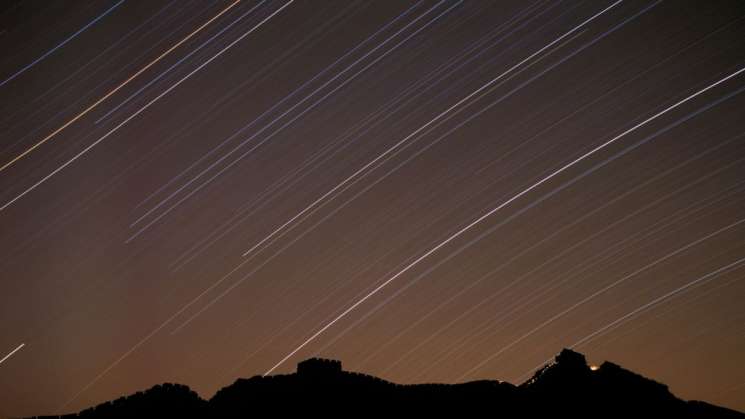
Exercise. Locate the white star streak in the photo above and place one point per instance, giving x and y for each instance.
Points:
(483, 217)
(12, 352)
(494, 210)
(174, 65)
(420, 129)
(270, 136)
(143, 108)
(700, 281)
(109, 94)
(61, 44)
(596, 293)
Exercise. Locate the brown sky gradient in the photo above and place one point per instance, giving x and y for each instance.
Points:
(102, 262)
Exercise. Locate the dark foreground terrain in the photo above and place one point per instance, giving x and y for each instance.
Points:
(566, 388)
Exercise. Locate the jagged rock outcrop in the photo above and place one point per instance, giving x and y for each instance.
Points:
(567, 387)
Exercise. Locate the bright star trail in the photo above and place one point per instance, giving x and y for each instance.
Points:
(429, 191)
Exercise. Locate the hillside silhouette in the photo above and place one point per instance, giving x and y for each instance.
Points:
(567, 387)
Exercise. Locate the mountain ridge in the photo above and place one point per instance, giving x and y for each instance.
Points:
(565, 387)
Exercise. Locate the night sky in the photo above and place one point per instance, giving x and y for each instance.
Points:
(194, 191)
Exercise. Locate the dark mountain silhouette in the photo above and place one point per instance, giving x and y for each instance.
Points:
(568, 387)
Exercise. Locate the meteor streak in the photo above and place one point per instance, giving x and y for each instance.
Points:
(509, 201)
(110, 93)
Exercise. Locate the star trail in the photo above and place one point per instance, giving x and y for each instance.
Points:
(431, 191)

▶ Your objective
Everything in the listing must be restated word for word, except for the pictures.

▶ Problem solution
Exercise. Locate the white star streak in the photo above and place one point per instance, giving x and y for each instance.
Points:
(483, 217)
(12, 352)
(494, 210)
(174, 65)
(420, 129)
(270, 136)
(143, 108)
(700, 281)
(109, 94)
(61, 44)
(596, 293)
Exercise. Locate the brown sky gradient in the photo above and place one point per instance, giving x and y for each instance.
Points:
(102, 262)
Exercise. Locate the dark foreground terrain in the photo above and place one point per instance, giving x and y for each instance.
Points:
(566, 388)
Exercise. Locate the jagged rock outcrop in the photo above and place one point per instance, giving x and y for each instance.
Points:
(567, 387)
Exercise. Locate the bright star trail in the photo above and place one point per instance, giving x and y for each instance.
Points:
(429, 191)
Exercise. Locate the hillside silhouette in the photo above and place one point per instance, giving x and y for each instance.
Points:
(567, 387)
Exercise. Locate the mountain ridge in the photo above and place one point per instance, giving x and y for each instance.
Points:
(565, 387)
Exercise. Locate the night sky in the photo above and place one point per instance, giving x and y for each instance.
Points:
(194, 191)
Exercise. Locate the dark mountain silhouette in the photo above and place one point per instance, giving x and y for each instance.
Points:
(568, 387)
Exercise. Locate the meteor streak in the photo above and place one point per instance, giving x and y for each instance.
Points:
(509, 201)
(110, 93)
Exercise. Locate the star trail in the photo above and place one point per instance, giving x and y for each instance.
Points:
(431, 191)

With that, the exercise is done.